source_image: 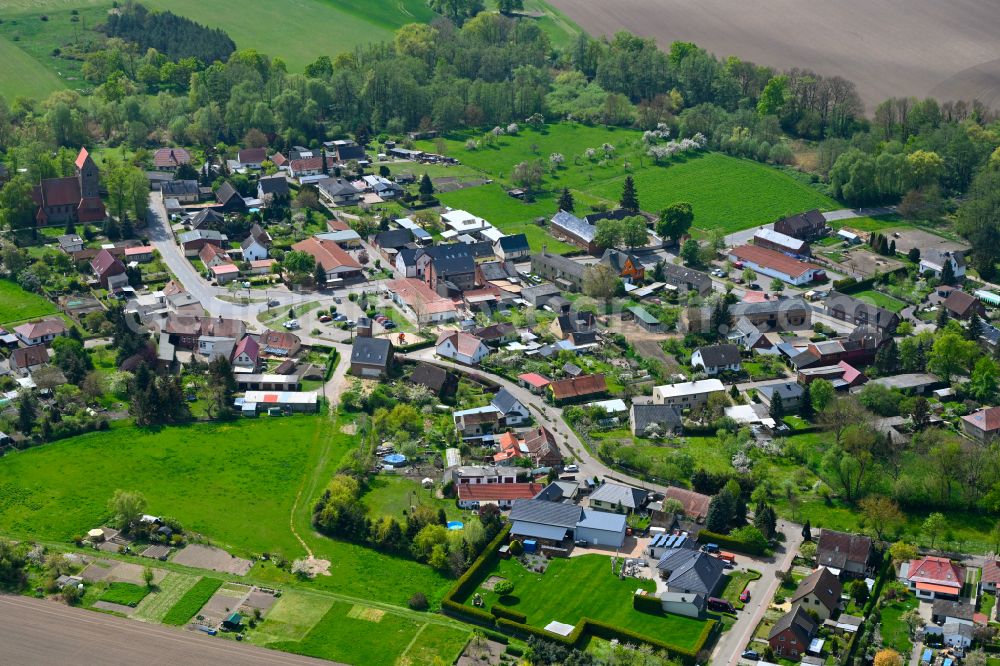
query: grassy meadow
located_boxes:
[419,123,837,233]
[0,280,56,326]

::::::::

• Task goal: Please reproduce the records above line for line, leaving out the pictures.

• In response:
source_image: 
query: grassy meadow
located_boxes:
[419,123,837,233]
[0,280,56,326]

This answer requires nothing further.